◆ Do this ◆
Lay out every line of the material below as a Markdown table with two columns, Row and Line: put the row number under Row and the text of that line under Line. Skip blank lines and leave the pictures out of the table.

◆ Supplied data ◆

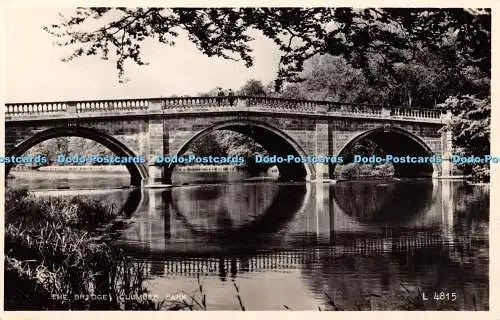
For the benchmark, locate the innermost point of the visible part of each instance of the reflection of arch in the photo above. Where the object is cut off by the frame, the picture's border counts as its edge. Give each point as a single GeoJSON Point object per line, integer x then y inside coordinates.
{"type": "Point", "coordinates": [286, 203]}
{"type": "Point", "coordinates": [275, 141]}
{"type": "Point", "coordinates": [138, 172]}
{"type": "Point", "coordinates": [377, 202]}
{"type": "Point", "coordinates": [398, 142]}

◆ Response to this exercise ◆
| Row | Line |
|---|---|
| 1 | For the benchmark, locate the innermost point of the visible part of each instance of the reflection of arch in the photo above. Where the object is cut off by the frame, the picture's border counts as its edge. Give each point as a single GeoJSON Point object per line, integer x then y inside coordinates. |
| 2 | {"type": "Point", "coordinates": [286, 203]} |
| 3 | {"type": "Point", "coordinates": [275, 141]} |
| 4 | {"type": "Point", "coordinates": [138, 172]} |
| 5 | {"type": "Point", "coordinates": [377, 202]} |
| 6 | {"type": "Point", "coordinates": [398, 142]} |